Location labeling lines
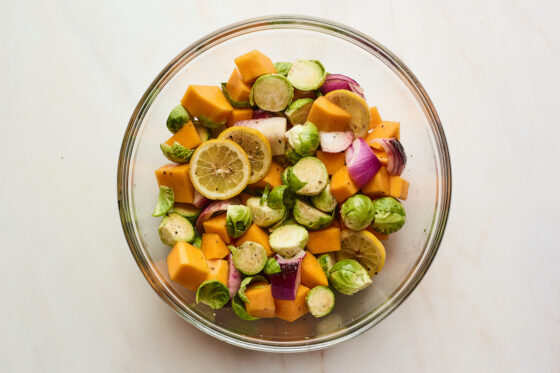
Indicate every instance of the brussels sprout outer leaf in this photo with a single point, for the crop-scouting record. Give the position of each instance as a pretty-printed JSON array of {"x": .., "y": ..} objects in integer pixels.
[{"x": 165, "y": 201}]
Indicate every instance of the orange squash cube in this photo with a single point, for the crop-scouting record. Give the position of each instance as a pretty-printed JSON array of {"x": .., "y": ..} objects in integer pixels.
[
  {"x": 213, "y": 246},
  {"x": 176, "y": 176},
  {"x": 325, "y": 240},
  {"x": 186, "y": 136},
  {"x": 254, "y": 64},
  {"x": 327, "y": 116},
  {"x": 237, "y": 88},
  {"x": 187, "y": 266},
  {"x": 218, "y": 269},
  {"x": 333, "y": 161},
  {"x": 208, "y": 101},
  {"x": 217, "y": 225},
  {"x": 291, "y": 310},
  {"x": 261, "y": 303}
]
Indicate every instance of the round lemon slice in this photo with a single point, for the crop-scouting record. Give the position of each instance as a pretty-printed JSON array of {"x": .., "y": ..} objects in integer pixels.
[
  {"x": 356, "y": 106},
  {"x": 363, "y": 247},
  {"x": 219, "y": 169},
  {"x": 255, "y": 145}
]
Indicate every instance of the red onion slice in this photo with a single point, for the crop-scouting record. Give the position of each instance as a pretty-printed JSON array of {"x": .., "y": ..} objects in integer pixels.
[
  {"x": 396, "y": 156},
  {"x": 339, "y": 81},
  {"x": 362, "y": 162},
  {"x": 284, "y": 285},
  {"x": 212, "y": 209}
]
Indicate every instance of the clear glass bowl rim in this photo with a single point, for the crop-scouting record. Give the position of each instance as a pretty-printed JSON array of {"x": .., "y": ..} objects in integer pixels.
[{"x": 287, "y": 22}]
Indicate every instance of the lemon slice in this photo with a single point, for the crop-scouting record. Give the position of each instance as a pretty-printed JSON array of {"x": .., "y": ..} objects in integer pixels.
[
  {"x": 364, "y": 247},
  {"x": 255, "y": 145},
  {"x": 219, "y": 169},
  {"x": 356, "y": 106}
]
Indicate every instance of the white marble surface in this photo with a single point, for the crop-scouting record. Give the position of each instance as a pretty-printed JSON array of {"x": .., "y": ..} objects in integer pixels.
[{"x": 72, "y": 298}]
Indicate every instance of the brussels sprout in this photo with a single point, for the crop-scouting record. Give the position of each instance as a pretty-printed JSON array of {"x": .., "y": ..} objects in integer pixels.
[
  {"x": 239, "y": 308},
  {"x": 288, "y": 240},
  {"x": 324, "y": 201},
  {"x": 310, "y": 217},
  {"x": 165, "y": 201},
  {"x": 176, "y": 152},
  {"x": 177, "y": 118},
  {"x": 348, "y": 277},
  {"x": 304, "y": 138},
  {"x": 213, "y": 293},
  {"x": 238, "y": 220},
  {"x": 263, "y": 215},
  {"x": 174, "y": 228},
  {"x": 187, "y": 210},
  {"x": 271, "y": 267},
  {"x": 197, "y": 240},
  {"x": 357, "y": 212},
  {"x": 298, "y": 110},
  {"x": 246, "y": 281},
  {"x": 281, "y": 196},
  {"x": 326, "y": 261},
  {"x": 390, "y": 215},
  {"x": 283, "y": 67}
]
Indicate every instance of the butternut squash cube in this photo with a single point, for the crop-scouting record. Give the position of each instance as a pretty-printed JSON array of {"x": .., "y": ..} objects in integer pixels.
[
  {"x": 291, "y": 310},
  {"x": 186, "y": 136},
  {"x": 333, "y": 161},
  {"x": 176, "y": 176},
  {"x": 217, "y": 225},
  {"x": 273, "y": 177},
  {"x": 187, "y": 266},
  {"x": 213, "y": 246},
  {"x": 260, "y": 301},
  {"x": 375, "y": 118},
  {"x": 208, "y": 101},
  {"x": 254, "y": 64},
  {"x": 237, "y": 88},
  {"x": 258, "y": 235},
  {"x": 327, "y": 116},
  {"x": 311, "y": 272},
  {"x": 239, "y": 114},
  {"x": 218, "y": 269},
  {"x": 325, "y": 240},
  {"x": 342, "y": 186},
  {"x": 398, "y": 187},
  {"x": 378, "y": 186}
]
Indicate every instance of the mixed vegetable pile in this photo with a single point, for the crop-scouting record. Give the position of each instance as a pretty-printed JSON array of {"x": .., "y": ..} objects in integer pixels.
[{"x": 282, "y": 185}]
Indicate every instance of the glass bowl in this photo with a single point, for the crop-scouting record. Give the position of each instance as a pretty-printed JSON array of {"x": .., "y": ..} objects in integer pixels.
[{"x": 388, "y": 84}]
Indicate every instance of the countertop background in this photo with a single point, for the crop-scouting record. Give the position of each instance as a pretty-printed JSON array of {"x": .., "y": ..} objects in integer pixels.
[{"x": 72, "y": 297}]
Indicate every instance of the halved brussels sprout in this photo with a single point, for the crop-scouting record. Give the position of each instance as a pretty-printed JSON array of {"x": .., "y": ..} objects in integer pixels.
[
  {"x": 165, "y": 201},
  {"x": 326, "y": 261},
  {"x": 238, "y": 220},
  {"x": 390, "y": 215},
  {"x": 304, "y": 138},
  {"x": 348, "y": 277},
  {"x": 288, "y": 240},
  {"x": 283, "y": 67},
  {"x": 357, "y": 212},
  {"x": 177, "y": 118},
  {"x": 324, "y": 201},
  {"x": 263, "y": 215},
  {"x": 310, "y": 217},
  {"x": 174, "y": 228},
  {"x": 213, "y": 293},
  {"x": 176, "y": 152}
]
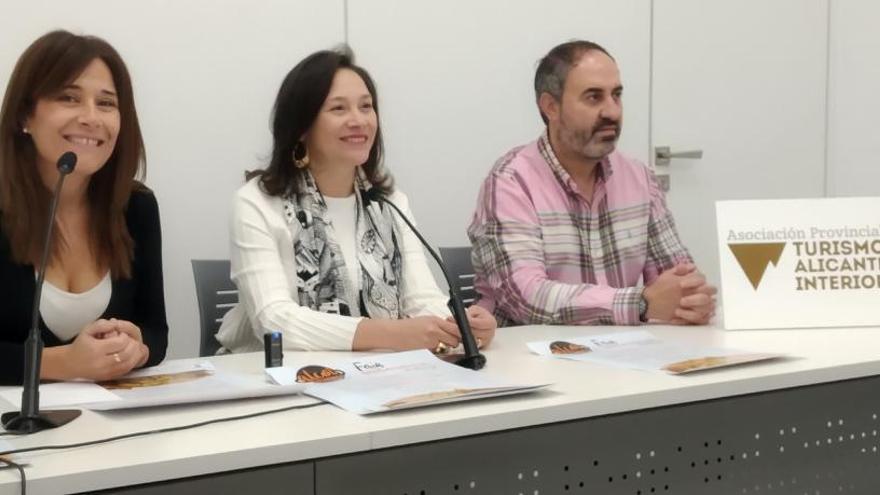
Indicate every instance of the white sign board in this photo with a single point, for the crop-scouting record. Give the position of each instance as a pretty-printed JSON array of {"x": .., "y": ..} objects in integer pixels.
[{"x": 800, "y": 262}]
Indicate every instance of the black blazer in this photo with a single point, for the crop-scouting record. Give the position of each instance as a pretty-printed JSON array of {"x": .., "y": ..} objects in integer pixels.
[{"x": 140, "y": 299}]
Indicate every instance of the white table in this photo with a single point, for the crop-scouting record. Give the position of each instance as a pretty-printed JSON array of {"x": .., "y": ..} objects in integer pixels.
[{"x": 655, "y": 422}]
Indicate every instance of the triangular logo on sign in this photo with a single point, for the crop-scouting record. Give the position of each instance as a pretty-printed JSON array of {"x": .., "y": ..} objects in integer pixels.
[{"x": 754, "y": 258}]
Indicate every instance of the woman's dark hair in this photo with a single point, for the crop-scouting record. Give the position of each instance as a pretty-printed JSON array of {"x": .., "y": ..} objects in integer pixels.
[
  {"x": 50, "y": 64},
  {"x": 299, "y": 101}
]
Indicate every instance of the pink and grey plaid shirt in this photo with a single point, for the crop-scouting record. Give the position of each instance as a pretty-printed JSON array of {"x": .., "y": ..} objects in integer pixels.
[{"x": 544, "y": 255}]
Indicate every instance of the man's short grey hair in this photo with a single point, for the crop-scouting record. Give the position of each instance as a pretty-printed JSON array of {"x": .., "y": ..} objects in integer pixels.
[{"x": 553, "y": 69}]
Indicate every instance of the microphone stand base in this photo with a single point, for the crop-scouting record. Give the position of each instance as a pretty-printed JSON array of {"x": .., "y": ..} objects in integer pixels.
[{"x": 17, "y": 423}]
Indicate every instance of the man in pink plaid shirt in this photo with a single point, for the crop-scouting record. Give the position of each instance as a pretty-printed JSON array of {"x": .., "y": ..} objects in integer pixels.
[{"x": 566, "y": 227}]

**Exercise prompt:** Edit all the lines above so that "crop-scouting record" becomes "field-survey record" wherever it appears, with nothing else changed. Leave the pictures out of your answer.

**Written answer:**
Indicate every instance of the brussels sprout outer leaf in this photo with a single point, for the field-survey record. Give the position of each instance as a pretty-printed JSON array of {"x": .., "y": ..} objects in integer pixels.
[{"x": 165, "y": 201}]
Indicate every instance of the orange squash cube in this photo with a single point, for the field-survey record. Give the position of each instance as a pretty-printed JSON array of {"x": .., "y": ..} objects in integer pixels.
[
  {"x": 213, "y": 246},
  {"x": 176, "y": 176},
  {"x": 325, "y": 240},
  {"x": 186, "y": 136},
  {"x": 254, "y": 64},
  {"x": 327, "y": 116},
  {"x": 237, "y": 88},
  {"x": 187, "y": 266},
  {"x": 218, "y": 269},
  {"x": 333, "y": 161},
  {"x": 208, "y": 101},
  {"x": 217, "y": 225},
  {"x": 291, "y": 310},
  {"x": 261, "y": 303}
]
Indicate every instance of the round lemon slice in this photo with a single point, for the field-survey record. Give the position of each instance as a pretty-printed JSON array of {"x": .., "y": ..} objects in integer pixels.
[
  {"x": 356, "y": 106},
  {"x": 363, "y": 247},
  {"x": 219, "y": 169},
  {"x": 255, "y": 145}
]
Indicate every instance of the red onion slice in this photo with a single point, for the field-survey record. Give the position of each instance as a pretty-printed JSON array of {"x": .., "y": ..} objects in integer pixels.
[
  {"x": 396, "y": 156},
  {"x": 339, "y": 81},
  {"x": 362, "y": 162},
  {"x": 284, "y": 285},
  {"x": 212, "y": 209}
]
Indicate every instance of the clear glass bowl rim in this photo with a single point, for the field-survey record. Give the position of each instance as a pretty-printed JSON array of {"x": .., "y": ..} objects in integer pixels.
[{"x": 287, "y": 22}]
Indicate every instance of the lemon slice in this photo with a single point, for the field-survey record. Give the position of each instance as a pretty-printed JSON array of {"x": .., "y": ..} objects in integer pixels.
[
  {"x": 364, "y": 247},
  {"x": 255, "y": 145},
  {"x": 219, "y": 169},
  {"x": 356, "y": 106}
]
Indicate every instance of the white marble surface in this photo with a single point, for the field-survey record. Give the position of each instance as a pretty-printed JSON array of {"x": .., "y": ..} objects in integer pixels.
[{"x": 72, "y": 298}]
Indicate every instance of the brussels sprout in this photo with a single point, for the field-survey record. Give the position of each instance as a pretty-printed JSON array of {"x": .., "y": ..} objects in integer pixels.
[
  {"x": 239, "y": 308},
  {"x": 288, "y": 240},
  {"x": 324, "y": 201},
  {"x": 310, "y": 217},
  {"x": 165, "y": 201},
  {"x": 176, "y": 152},
  {"x": 177, "y": 118},
  {"x": 348, "y": 277},
  {"x": 304, "y": 138},
  {"x": 213, "y": 293},
  {"x": 238, "y": 220},
  {"x": 263, "y": 215},
  {"x": 174, "y": 228},
  {"x": 187, "y": 210},
  {"x": 271, "y": 267},
  {"x": 197, "y": 240},
  {"x": 357, "y": 212},
  {"x": 298, "y": 110},
  {"x": 246, "y": 281},
  {"x": 281, "y": 196},
  {"x": 326, "y": 261},
  {"x": 390, "y": 215},
  {"x": 283, "y": 67}
]
Indicate every instance of the butternut squash cube in this photo with a single point, for the field-survey record. Give the position of each instance as a pretty-printed JSON array of {"x": .., "y": ..} objects in integer pixels.
[
  {"x": 291, "y": 310},
  {"x": 186, "y": 136},
  {"x": 333, "y": 161},
  {"x": 176, "y": 176},
  {"x": 217, "y": 225},
  {"x": 273, "y": 177},
  {"x": 187, "y": 266},
  {"x": 213, "y": 246},
  {"x": 260, "y": 301},
  {"x": 375, "y": 118},
  {"x": 208, "y": 101},
  {"x": 254, "y": 64},
  {"x": 237, "y": 88},
  {"x": 258, "y": 235},
  {"x": 327, "y": 116},
  {"x": 311, "y": 272},
  {"x": 239, "y": 114},
  {"x": 218, "y": 269},
  {"x": 325, "y": 240},
  {"x": 342, "y": 186},
  {"x": 398, "y": 187},
  {"x": 378, "y": 186}
]
Indicate every instance of the mixed vegetable pile in this photo with a single point, for the field-survey record. Give the position of each instance as a pretty-printed JSON array of {"x": .., "y": ..} objects in integer pixels.
[{"x": 282, "y": 185}]
Indicate every instance of the glass bowl in this photo with a single point, for the field-survey record. Give the position of each instance as a pretty-printed JSON array of {"x": .., "y": ..} objects in integer pixels.
[{"x": 388, "y": 84}]
Indicate every instance of the countertop background in this photo with a single point, for the field-survey record. Give the position of each instance as a pretty-printed JSON array of {"x": .., "y": ..} objects in integer pixels.
[{"x": 72, "y": 297}]
Indicate every instance of the halved brussels sprout in this photo with a single point, for the field-survey record. Give the position of each instance as a pretty-printed JSON array of {"x": .., "y": ..} objects in integer pixels.
[
  {"x": 165, "y": 201},
  {"x": 326, "y": 261},
  {"x": 238, "y": 220},
  {"x": 390, "y": 215},
  {"x": 304, "y": 138},
  {"x": 348, "y": 277},
  {"x": 288, "y": 240},
  {"x": 283, "y": 67},
  {"x": 357, "y": 212},
  {"x": 177, "y": 118},
  {"x": 324, "y": 201},
  {"x": 263, "y": 215},
  {"x": 310, "y": 217},
  {"x": 174, "y": 228},
  {"x": 213, "y": 293},
  {"x": 176, "y": 152}
]
Indicate every instance of the white sign board in this photo with a single point, for the field-survey record. Give the position of each instance as a pretty-printed JSON array of {"x": .., "y": ..} objects in integer pixels.
[{"x": 800, "y": 262}]
Indicate every instance of the black blazer in this photo with a single point, for the field-survey record. Give the position of each instance as a pretty-printed JSON array of {"x": .., "y": ..} objects in integer pixels.
[{"x": 140, "y": 299}]
Indicate every instance of the white table in this photo with a single point, for the field-survey record. Give the position of each instance as a pretty-printed JSON array of {"x": .., "y": ..} objects in integer pixels.
[{"x": 655, "y": 422}]
Indicate every instance of the triangular logo on sign in this photo with a single point, for the field-survey record. Give the position of each instance as a pretty-printed JSON array of {"x": .., "y": ..} objects in integer pixels.
[{"x": 754, "y": 258}]
Indicate every instance of the woman's dark hair in this photo with a single point, for the field-survey record. Give the position of each instance as a pretty-printed JSON array of {"x": .., "y": ..} objects in integer pixels.
[
  {"x": 50, "y": 64},
  {"x": 299, "y": 101}
]
Indicate every instance of the pink and grey plaid shirt in this photo with a single point, for the field-survey record. Give the position of each instance as a pretty-printed JSON array of {"x": .., "y": ..} objects in integer pixels.
[{"x": 544, "y": 255}]
Indicate every instance of the man's short grey hair in this photo with a single point, for the field-survey record. Give the position of each instance as a pretty-printed JSON array of {"x": .., "y": ..} objects in integer pixels.
[{"x": 553, "y": 69}]
Indicate every instance of the microphone stand base in this photo with a single point, for the field-survey record. Give the position of each instance as a pretty-printed JSON array of {"x": .., "y": ..} objects in integer pixels.
[{"x": 17, "y": 423}]
Indicate every instance of the man in pink plaid shirt in this photo with a single point, for the field-survey record. Give the position of each instance as a pretty-printed JSON array of {"x": .., "y": ..} objects in integer pixels.
[{"x": 566, "y": 227}]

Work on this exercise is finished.